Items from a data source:
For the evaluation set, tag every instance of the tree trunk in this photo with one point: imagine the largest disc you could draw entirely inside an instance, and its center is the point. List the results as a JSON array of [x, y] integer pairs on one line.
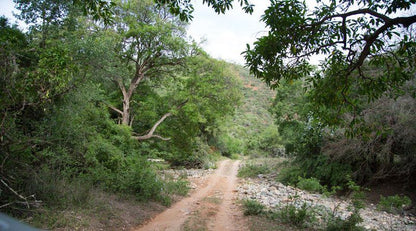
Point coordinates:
[[126, 111]]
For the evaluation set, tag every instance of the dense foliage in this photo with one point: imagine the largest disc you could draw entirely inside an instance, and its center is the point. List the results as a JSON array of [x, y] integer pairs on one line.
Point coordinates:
[[81, 101]]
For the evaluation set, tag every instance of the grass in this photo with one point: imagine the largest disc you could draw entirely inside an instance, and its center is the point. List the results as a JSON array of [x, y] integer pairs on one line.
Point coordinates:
[[393, 204], [252, 207], [252, 170]]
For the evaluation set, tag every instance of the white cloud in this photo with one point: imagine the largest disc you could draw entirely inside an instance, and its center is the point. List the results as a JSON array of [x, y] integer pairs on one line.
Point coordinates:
[[227, 35]]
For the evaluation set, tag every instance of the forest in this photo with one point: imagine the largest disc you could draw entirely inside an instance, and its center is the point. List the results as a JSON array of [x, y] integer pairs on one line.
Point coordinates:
[[94, 91]]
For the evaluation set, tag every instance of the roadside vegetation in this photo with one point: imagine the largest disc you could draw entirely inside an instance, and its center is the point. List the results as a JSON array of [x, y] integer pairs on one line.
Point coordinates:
[[93, 90]]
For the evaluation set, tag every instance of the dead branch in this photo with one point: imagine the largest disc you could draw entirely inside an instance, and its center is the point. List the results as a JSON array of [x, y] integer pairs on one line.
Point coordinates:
[[151, 134]]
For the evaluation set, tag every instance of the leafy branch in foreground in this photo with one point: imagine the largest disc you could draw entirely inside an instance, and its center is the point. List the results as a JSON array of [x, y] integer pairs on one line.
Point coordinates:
[[369, 48]]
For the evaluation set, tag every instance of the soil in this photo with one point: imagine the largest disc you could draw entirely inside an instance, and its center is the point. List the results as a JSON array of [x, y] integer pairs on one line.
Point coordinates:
[[210, 207]]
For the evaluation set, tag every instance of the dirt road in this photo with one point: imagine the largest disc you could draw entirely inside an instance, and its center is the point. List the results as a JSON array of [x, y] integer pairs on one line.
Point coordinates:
[[209, 208]]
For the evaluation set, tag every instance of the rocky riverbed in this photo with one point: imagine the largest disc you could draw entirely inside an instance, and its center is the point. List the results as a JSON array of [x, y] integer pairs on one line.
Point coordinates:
[[275, 195]]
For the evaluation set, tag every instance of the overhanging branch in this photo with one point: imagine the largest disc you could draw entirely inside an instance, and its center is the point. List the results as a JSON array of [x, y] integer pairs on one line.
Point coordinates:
[[151, 132]]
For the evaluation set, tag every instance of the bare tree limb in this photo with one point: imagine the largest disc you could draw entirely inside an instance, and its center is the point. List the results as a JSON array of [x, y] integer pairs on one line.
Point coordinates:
[[114, 108], [153, 129], [151, 134]]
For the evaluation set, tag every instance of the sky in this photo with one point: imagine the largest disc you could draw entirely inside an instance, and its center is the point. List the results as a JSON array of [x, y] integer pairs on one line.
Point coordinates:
[[225, 36]]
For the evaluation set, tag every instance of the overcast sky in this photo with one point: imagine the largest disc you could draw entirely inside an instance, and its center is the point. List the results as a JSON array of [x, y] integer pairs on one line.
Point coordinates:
[[225, 35]]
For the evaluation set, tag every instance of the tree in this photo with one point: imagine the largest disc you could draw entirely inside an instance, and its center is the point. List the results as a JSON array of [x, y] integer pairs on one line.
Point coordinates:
[[184, 8], [150, 44], [47, 10], [355, 41]]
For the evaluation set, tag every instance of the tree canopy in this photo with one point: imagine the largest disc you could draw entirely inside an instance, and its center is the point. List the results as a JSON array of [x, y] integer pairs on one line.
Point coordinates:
[[355, 36]]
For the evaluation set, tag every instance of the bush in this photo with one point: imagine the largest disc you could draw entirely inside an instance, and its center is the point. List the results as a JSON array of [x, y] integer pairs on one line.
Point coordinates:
[[252, 170], [350, 224], [310, 184], [290, 175], [252, 207], [298, 216], [393, 204]]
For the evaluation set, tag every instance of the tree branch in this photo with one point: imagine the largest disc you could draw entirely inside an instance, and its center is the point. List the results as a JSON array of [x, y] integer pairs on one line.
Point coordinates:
[[151, 134], [114, 108], [153, 129]]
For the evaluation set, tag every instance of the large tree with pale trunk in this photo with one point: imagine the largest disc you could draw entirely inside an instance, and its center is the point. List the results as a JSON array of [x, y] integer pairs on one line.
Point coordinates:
[[151, 44]]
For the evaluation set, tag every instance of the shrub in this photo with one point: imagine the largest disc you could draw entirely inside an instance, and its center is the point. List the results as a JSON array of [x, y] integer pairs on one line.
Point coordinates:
[[252, 207], [310, 184], [349, 224], [252, 170], [393, 204], [298, 216], [290, 175]]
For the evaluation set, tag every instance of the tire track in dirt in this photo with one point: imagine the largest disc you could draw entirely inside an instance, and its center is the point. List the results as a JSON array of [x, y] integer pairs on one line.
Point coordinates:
[[211, 207]]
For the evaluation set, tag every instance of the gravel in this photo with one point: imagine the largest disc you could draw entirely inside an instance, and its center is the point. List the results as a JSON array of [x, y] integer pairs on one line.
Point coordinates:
[[275, 195]]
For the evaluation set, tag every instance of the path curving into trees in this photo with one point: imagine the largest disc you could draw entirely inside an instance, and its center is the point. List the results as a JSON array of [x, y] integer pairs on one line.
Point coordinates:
[[208, 208]]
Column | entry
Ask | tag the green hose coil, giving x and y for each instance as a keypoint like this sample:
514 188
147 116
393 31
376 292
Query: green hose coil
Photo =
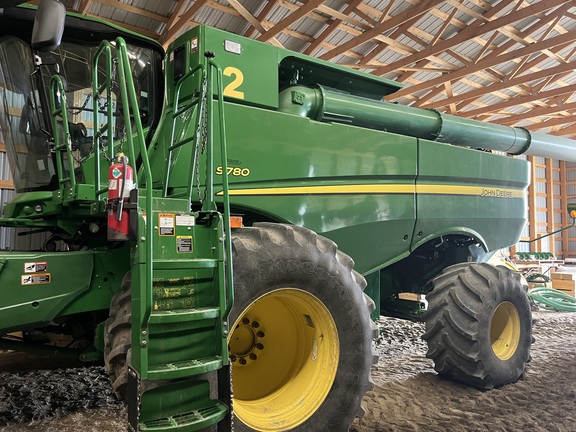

» **STATED EXERCISE**:
Can you write out all the records again with "evaluation set" changed to "validation set" and everything else left as it is, omitting the pictures?

» **RESPONSE TO THE EXERCISE**:
For the validation set, tag every instance of the tree trunk in this photo with one point: imagine the largest disc you could draw entirely inside an instance, and its center is the point. List the results as a JSON array of [x, y] integer pairs on one line.
Point coordinates:
[[126, 111]]
For the validation set, tag every instance of the dense foliage in this photo with one point: imagine the largest disc you could draw entirely inside an instance, and its center is the point. List the results as a JSON array of [x, y] integer pairs on one line.
Point coordinates:
[[81, 101]]
For the validation set, tag every instance of the grass in this photo with one point: imagine the largest disc you could draw entirely inside an instance, and its center is the point. List the results as a JSON array of [x, y] integer pairs on one line.
Point coordinates:
[[393, 204], [252, 207], [252, 170]]
For the validation set, tag every instance of the white cloud in this photo with one point: imagine the largest disc you could draw entirely inside an instance, and its center is the point. List the results as a JSON array of [x, y] integer pairs on one line.
Point coordinates:
[[227, 35]]
For the validation set, tag every instance of the forest in this photo with one point: imagine the largest disc you could draw entirely inside an instance, and its center is the point. List the results as a JSON array of [x, y] integer pairs on one line.
Point coordinates:
[[94, 91]]
For the validation set, tag every instance of the roadside vegetation in this photo with one point: imagine the largest disc you could draw entirely inside an instance, and its center is the point. List the results as a JSON array of [x, y] integer pairs on one line.
Point coordinates:
[[93, 90]]
For the validation set, tag every instance of the dead branch in this photo with one point: imagine the largest disc you could draw entirely inside an instance, and its center is the point. List the results as a JSON array of [x, y] integer pairs on one line.
Point coordinates:
[[151, 134]]
For the validation set, tag every instance of the leafy branch in foreground in this photo with one point: imagine the largest disc you could draw entirely inside an instance, and its center is the point. List the results as a JSON array of [x, y] integer pairs on one line.
Point coordinates:
[[369, 48]]
For the validation set, tag every instance of the soil in this photo with one point: imagine the largest disc you could draw entirely inside an instance, and its center is the point. List the results as a JSON array of [x, y] integer pairs on one line.
Point coordinates:
[[210, 207]]
For the validation set, tag every instance of the dirt road in this photo with one point: imagine the largest disc you could draw entirely inside an instance, and its center is the point. List the results as a JSON array of [x, y] integer pairs on one line.
Point coordinates:
[[209, 208]]
For the validation set, tag every instance of the rocky riverbed in this photo with one point: imagine the largest disc you could draw entirely inside an instance, and its center is the point. List the results as a JSON array of [x, y] integer pairs on one line.
Point coordinates:
[[275, 195]]
For the validation set, tag every instance of the overhanging branch in this photo with one point: imagine the largest disc you could draw entirely inside an instance, and its center is the point. List the results as a JSON array of [x, y] integer pairs on one line.
Point coordinates:
[[151, 132]]
For the validation set, tag every instance of the bare tree limb in this photo with one point: imagine the largest disc you could draw entirely inside an instance, and its center is the point. List the results as a JSON array of [x, y] integer pairs on one line.
Point coordinates:
[[114, 108], [153, 129], [151, 134]]
For the validation set, tag every instance of the sky in this photo with one point: imagine the largest disc you could draw entirely inside an instance, and its center is the point. List the results as a JSON array of [x, y] integer pairs on one line.
Point coordinates:
[[225, 36]]
For the validation set, tag every instance of the overcast sky in this photo with one point: imagine the largest disc you could draw entirely inside an instance, and its center is the point. List the results as a JSON array of [x, y] integer pairs on one line.
Point coordinates:
[[225, 35]]
For the validation set, tag every instance of the tree in this photo with one point: imagine the largest disc you could draw entirely inside an instance, and its center is the point. List the results as a JSON array of [x, y] integer pairs on one line.
Point coordinates:
[[184, 8], [150, 44], [47, 10], [355, 41]]
For the validation set, tag every instance of the tree canopy in this photo with one point: imagine the largest disc you could draw entirely inside an instance, and its center is the point. List the results as a JSON array of [x, y] integer pairs on one line.
Point coordinates:
[[355, 36]]
For the validation set, tag every instance of the bush in this photo with one point: imagine the largest disc you could draw entirely inside an instance, and its center is the point. List the results as a JSON array of [x, y] integer pairs on one line.
Point coordinates:
[[252, 170], [350, 224], [310, 184], [290, 175], [252, 207], [298, 216], [393, 204]]
For the validation set, tag every instance of the tree branch in this photo with one point: imagine the largest disc you could draw entirely inside an instance, and its center is the point. List the results as a JSON array of [x, y] integer pairs on one line.
Point coordinates:
[[151, 134], [114, 108], [153, 129]]
For the validation set, tag every instance of the large tree with pale trunk in this photo with one point: imagine the largest disc you could draw entirely inside an instance, and its center is the point. List the results as a JSON array of [x, y] integer pairs on one line.
Point coordinates:
[[151, 44]]
For the validation set, tag every instance of the shrub in this photo with one point: imagine the largest disc you could draw entirely inside an instance, and its center is the point. List the results as a JSON array of [x, y] integer pairs on one line.
Point coordinates:
[[252, 207], [310, 184], [349, 224], [252, 170], [393, 204], [298, 216], [290, 175]]
For the validation set, tag every instance of the tire track in dirt in this photo with one point: imagine the largest disc you could draw entirely inside an instance, and its center is the point. List the results as a JSON array of [x, y] integer pairs on one line.
Point coordinates:
[[211, 207]]
For the validation set, tag every instance of the gravel in this photo with one point: imagine the largest disc you could draw entirely inside an instance, and its center is the point. List the results as a JSON array of [x, y] integer pairs on one line.
Point coordinates:
[[275, 195]]
For the validation set, tag every instance of the path curving into trees in this photo with one point: imagine the largest disc you could draw entirely inside an instance, and its center is the point. List the results as a JSON array of [x, y] integer pairs on one line.
Point coordinates:
[[208, 208]]
Column | entry
Ask | tag the green hose coil, giving x and y for each instance as a keypoint like this sample:
514 188
147 116
393 31
376 292
Query: green hose coil
Photo =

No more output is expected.